PROBLEM DETAILS |
Please rewrite the stretch of data from the line containing "chain in the image above." through the end of the data, replacing "Indicate" with "Mark" and leaving everything else unchanged.

Stored data entries |

=-=-=

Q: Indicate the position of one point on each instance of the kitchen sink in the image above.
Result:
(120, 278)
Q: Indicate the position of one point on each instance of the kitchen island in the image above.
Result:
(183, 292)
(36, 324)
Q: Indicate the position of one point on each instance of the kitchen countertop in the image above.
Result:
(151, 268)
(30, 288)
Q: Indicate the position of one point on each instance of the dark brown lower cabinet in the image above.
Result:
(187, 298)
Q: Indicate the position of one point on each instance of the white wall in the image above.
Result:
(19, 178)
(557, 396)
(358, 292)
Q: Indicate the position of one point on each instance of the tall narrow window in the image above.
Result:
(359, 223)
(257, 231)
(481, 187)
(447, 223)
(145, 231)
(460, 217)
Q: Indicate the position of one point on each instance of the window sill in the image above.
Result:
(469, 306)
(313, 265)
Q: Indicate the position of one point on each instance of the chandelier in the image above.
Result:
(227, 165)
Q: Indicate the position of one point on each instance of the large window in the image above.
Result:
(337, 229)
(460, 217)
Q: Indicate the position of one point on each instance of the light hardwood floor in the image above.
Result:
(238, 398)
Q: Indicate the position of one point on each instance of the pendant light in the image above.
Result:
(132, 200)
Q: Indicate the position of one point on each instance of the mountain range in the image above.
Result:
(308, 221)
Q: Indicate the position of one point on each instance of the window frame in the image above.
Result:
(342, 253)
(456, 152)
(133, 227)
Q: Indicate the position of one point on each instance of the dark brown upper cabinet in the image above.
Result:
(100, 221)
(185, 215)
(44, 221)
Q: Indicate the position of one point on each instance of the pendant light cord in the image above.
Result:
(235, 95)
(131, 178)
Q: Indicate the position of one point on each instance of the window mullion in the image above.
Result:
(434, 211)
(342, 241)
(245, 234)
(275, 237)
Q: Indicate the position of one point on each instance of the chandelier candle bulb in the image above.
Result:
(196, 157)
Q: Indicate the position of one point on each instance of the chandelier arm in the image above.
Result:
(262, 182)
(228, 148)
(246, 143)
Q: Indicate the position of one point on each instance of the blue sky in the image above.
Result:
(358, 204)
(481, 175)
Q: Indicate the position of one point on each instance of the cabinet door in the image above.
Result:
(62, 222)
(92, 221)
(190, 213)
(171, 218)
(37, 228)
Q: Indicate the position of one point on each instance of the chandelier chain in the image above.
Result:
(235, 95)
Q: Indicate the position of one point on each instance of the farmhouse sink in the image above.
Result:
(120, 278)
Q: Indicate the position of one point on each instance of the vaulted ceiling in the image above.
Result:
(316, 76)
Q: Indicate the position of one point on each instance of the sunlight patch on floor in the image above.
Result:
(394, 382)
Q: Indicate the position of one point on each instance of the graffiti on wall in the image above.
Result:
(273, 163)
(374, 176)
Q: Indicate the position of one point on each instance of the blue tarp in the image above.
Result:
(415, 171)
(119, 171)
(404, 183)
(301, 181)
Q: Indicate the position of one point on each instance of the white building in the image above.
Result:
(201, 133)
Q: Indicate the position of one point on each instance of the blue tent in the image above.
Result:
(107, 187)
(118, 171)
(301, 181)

=-=-=

THE RESPONSE |
Q: Mark the position of one point on each instance of the chandelier chain in the image above.
Result:
(235, 95)
Q: Mark the position of one point on each instance of the farmhouse sink in the image above.
Result:
(120, 278)
Q: Mark the position of one point on each instance of the vaulted ceiling in the image above.
Result:
(316, 76)
Q: Mark the position of one point on each instance of the sunlight patch on floor in the image above.
Result:
(394, 382)
Q: Mark the position of one point on each instance of the graffiti on wall in the image above.
Result:
(273, 163)
(374, 176)
Q: Mark the position of one point on each instance of the blue tarp in the image above.
Result:
(415, 171)
(119, 171)
(404, 183)
(301, 181)
Q: Mark the position of one point on each instance of the white building in the image above.
Result:
(201, 133)
Q: Mark the position of one point on each instance of the blue tent in the image above.
Result:
(107, 187)
(118, 171)
(301, 181)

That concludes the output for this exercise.